• [Texto fornecido]
# # # # # # #

3 - A falsificação de documentos e a falsidade informática utilizados unicamente como meio de cometimento do crime de peculato, estão em concurso aparente (pois são consumidos) com o crime de peculato (crime-fim), devendo a punição deste concurso ser encontrada na moldura penal mais grave, na qual se devem considerar os ilícitos excedentes em termos de medida da pena; 4 - A falsificação de documentos e a falsidade informática em que o arguido foi condenado não são mais do que um ilícito singular que surge perante o ilícito principal (o peculato) apenas como meio de o realizar e nele esgotando o seu sentido e os seus efeitos, aquelas são já uma parte do ilícito do peculato.

5 - Assim, o arguido deve ser punido pelos crimes de peculato em concurso aparente com os crimes de falsificação de documentos e de falsidade informática; não se decidindo assim, fez-se uma dupla valoração dos factos que é constitucionalmente inadmissível por violação do art.º 29.º, n.º 5 da CRP.

6 - Os factos que o tribunal da primeira instância considerou de branqueamento de capitais ocorridos até 31.03.2004 não podem ser considerados em concurso efetivo com o crime de peculato, uma vez que antes da alteração do Código Penal ocorrida em 2004, o crime de branqueamento de capitais (o crime-meio) era claramente consumido pelo crime de peculato (o crime-fim), 7 - O tribunal da primeira instância não fez essa diferenciação, logo por aqui resulta claro que a pena aplicada ao arguido não teve em conta essa circunstância e, consequentemente, a aplicação de 3 anos ao crime de branqueamento de capitais referente aos factos praticados no … e a que diz respeito o Apenso n.º 2390/12.3… é excessiva, uma vez que dos factos praticados desde 01.06.2002 até 23.09.2004 (último depósito referente aos factos praticados no Cartório), apenas uma minoria, os praticados desde 01.04.2004 a 23.09.2004, poderiam ser passíveis de consubstanciar autonomamente o crime de branqueamento de capitais.

# # # # # # #

• [Exemplos de marcação de pontos]
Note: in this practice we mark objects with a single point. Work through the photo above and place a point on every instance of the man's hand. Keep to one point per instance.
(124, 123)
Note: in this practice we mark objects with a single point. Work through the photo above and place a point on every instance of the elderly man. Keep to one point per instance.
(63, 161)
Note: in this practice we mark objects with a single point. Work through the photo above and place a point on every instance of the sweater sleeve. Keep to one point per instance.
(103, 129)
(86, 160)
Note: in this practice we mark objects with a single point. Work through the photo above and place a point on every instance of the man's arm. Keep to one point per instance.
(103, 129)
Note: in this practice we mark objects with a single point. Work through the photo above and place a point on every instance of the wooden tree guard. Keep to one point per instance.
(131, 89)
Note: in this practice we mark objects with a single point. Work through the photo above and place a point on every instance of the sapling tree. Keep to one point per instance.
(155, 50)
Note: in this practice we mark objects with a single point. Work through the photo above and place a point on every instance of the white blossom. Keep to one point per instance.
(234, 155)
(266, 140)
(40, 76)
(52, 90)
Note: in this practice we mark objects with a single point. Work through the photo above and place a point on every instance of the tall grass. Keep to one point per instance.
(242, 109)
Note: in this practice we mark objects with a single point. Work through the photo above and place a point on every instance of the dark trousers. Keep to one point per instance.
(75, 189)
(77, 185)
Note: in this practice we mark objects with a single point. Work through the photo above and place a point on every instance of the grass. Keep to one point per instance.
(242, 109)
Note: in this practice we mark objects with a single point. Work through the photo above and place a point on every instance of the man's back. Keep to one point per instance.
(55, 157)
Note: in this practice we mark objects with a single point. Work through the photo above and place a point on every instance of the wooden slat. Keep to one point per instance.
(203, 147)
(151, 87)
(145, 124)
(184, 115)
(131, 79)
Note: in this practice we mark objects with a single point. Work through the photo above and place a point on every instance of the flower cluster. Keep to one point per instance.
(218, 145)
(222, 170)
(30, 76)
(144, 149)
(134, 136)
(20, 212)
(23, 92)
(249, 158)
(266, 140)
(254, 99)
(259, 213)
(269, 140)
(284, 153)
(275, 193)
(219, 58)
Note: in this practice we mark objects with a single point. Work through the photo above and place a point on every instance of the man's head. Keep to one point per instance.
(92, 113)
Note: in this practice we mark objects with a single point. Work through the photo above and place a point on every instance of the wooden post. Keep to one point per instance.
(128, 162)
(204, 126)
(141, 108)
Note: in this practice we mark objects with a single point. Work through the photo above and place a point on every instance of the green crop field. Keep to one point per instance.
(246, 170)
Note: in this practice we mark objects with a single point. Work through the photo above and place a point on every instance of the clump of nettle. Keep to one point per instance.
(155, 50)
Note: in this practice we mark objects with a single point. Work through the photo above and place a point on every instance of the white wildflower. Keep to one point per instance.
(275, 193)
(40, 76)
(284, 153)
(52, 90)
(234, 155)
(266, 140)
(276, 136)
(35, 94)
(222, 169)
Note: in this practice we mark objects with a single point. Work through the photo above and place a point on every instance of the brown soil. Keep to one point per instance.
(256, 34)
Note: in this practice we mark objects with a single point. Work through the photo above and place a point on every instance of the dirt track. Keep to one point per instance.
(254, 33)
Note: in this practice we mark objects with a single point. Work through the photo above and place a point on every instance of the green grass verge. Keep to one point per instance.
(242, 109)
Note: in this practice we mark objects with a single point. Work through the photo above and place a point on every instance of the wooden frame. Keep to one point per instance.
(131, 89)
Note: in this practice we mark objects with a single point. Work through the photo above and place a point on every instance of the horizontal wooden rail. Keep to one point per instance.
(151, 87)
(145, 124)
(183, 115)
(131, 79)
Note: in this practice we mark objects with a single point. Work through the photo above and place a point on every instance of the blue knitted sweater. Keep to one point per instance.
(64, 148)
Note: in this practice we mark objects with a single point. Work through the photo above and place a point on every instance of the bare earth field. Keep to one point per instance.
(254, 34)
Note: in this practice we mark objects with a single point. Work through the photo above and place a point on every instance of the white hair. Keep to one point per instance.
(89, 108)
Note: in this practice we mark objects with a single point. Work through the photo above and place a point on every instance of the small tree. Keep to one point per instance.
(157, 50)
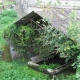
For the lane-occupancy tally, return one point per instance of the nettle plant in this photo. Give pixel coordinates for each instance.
(20, 37)
(54, 41)
(74, 33)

# # # # # # #

• [Exercícios]
1: Duplique o trecho do texto sobre o crime de peculato desde "5 - Assim, o" até "n.º 5 da CRP.", inclusive.
2: Prossiga o texto sobre o crime de peculato a partir do ponto em que termina.
As entradas não têm qualquer relação com o texto sobre o crime de peculato.

• [Respostas aos exercícios]
1:
5 - Assim, o arguido deve ser punido pelos crimes de peculato em concurso aparente com os crimes de falsificação de documentos e de falsidade informática; não se decidindo assim, fez-se uma dupla valoração dos factos que é constitucionalmente inadmissível por violação do art.º 29.º, n.º 5 da CRP.

2:
Assim, no cálculo da pena parcelar de 3 anos a que o tribunal chegou em abstrato para o crime de branqueamento de capitais teve erradamente em conta todo o período decorrido entre 01.06.2002 a 23.09.2004, o que lhe estava vedado, pelo que violou o disposto no art. 2.º, n.º 4 do C. Penal, por não ter sido aplicado ao arguido o regime concretamente mais favorável.

8 - Os meros depósitos bancários efetuados pelo arguido, enquanto prestou serviços no Cartório Notarial, em contas por si tituladas não integram o tipo legal de crime de Branqueamento de Capitais, por não se provar um plano finalisticamente dirigido a ocultar ou dissimular bens de origem ilícita, uma vez que perante as três etapas ou fases que este tipo de ilícito apresenta, a fase da Colocação, a fase da Circulação e a fase do Investimento, no caso em apreço apenas se encontra preenchida a primeira etapa, não se provando que o arguido tenha dissimulado, ou querido dissimular, o dinheiro de que ilicitamente se apropriou, sendo o mesmo facilmente detetável, como efetivamente o foi, pois foi fácil reconstituir e verificar documentalmente os ditos depósitos.

9 - Não decorre da factualidade dada como provada que tivesse havido qualquer multiplicação das operações, com movimentos por várias contas, emissão de cheques sobre o estrangeiro, levantamentos, transferências, ou quaisquer outros com a finalidade de ocultação; nem existiram operações com vista a criar a aparência de legalidade, como investimentos a curto, a médio ou a longo prazo, pelo que o tipo legal de crime não está preenchido, pois as condutas de depósito dos valores são um prolongamento "natural" do facto principal; não se decidindo assim violou-se o disposto no art.º 368.º-A, n.ºs 1 e 2 do C.P., pelo que há uma manifesta insuficiência para a decisão da matéria de facto provada, verificando-se o vício previsto na al. a) do n.º 2 do art. 410.º do C.P.P.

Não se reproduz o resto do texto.